▸ WHAT IS REQUIRED: Reproduce the passage about flags in churches word for word, in its entirety.
[SELECTED EXCERPT Boundary: Start]
Less than a week before I sat down to write this, a man my husband had served with was killed in combat, and several others from their company were seriously wounded. The rest of us do not have to bear the costs those men paid because they volunteered to pay them on our behalf. Every day they went to work knowing the risks.

In the military, such sacrifice is so common that at times it almost ceases to seem extraordinary. But it has echoes and glimmers of what is most incredible in Christian faith: that one would willingly lay down his life for his friends. Greater love has none than this, and even the extreme pacifist doesn't scorn it. This is one of the reasons why our flag is not out of place in a church.

There is the risk that some will confuse this perspective with the belief that America is Christianity and vice versa. But putting the flag in our local church does not mean we have made religion bow to nation. The symbol cannot be blamed. A flag on its own cannot display a community's full point of view; it is up to the community to do that. Different local church bodies will hold differing views and will mean different things when they hang or keep from hanging flags. Their positions on what that symbol represents, however, will be clearly evident no matter what they choose.

Fly it responsibly
Russell D. Moore is dean of the School of Theology at the Southern Baptist Theological Seminary and a contributor to First Freedom: The Baptist Perspective on Religious Liberty (B&H Academic, 2007).
[SELECTED EXCERPT Boundary: End]
[DATASET EXTRACT Boundary: Start]
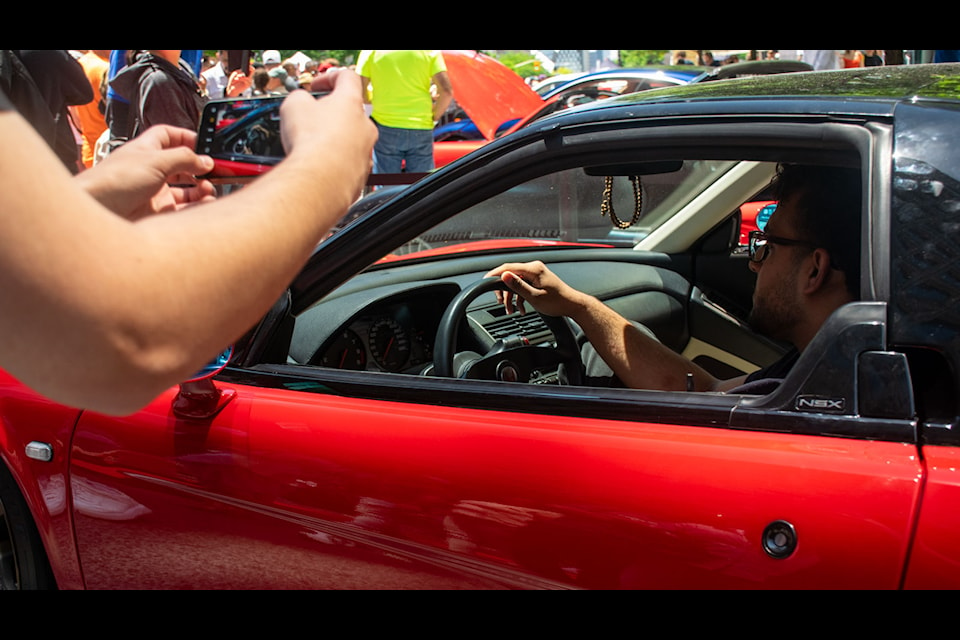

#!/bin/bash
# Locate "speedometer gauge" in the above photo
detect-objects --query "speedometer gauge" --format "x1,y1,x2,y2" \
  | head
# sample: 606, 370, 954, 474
320, 329, 367, 371
370, 318, 410, 371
[DATASET EXTRACT Boundary: End]
▸ THE COMPLETED TASK:
Less than a week before I sat down to write this, a man my husband had served with was killed in combat, and several others from their company were seriously wounded. The rest of us do not have to bear the costs those men paid because they volunteered to pay them on our behalf. Every day they went to work knowing the risks.

In the military, such sacrifice is so common that at times it almost ceases to seem extraordinary. But it has echoes and glimmers of what is most incredible in Christian faith: that one would willingly lay down his life for his friends. Greater love has none than this, and even the extreme pacifist doesn't scorn it. This is one of the reasons why our flag is not out of place in a church.

There is the risk that some will confuse this perspective with the belief that America is Christianity and vice versa. But putting the flag in our local church does not mean we have made religion bow to nation. The symbol cannot be blamed. A flag on its own cannot display a community's full point of view; it is up to the community to do that. Different local church bodies will hold differing views and will mean different things when they hang or keep from hanging flags. Their positions on what that symbol represents, however, will be clearly evident no matter what they choose.

Fly it responsibly
Russell D. Moore is dean of the School of Theology at the Southern Baptist Theological Seminary and a contributor to First Freedom: The Baptist Perspective on Religious Liberty (B&H Academic, 2007).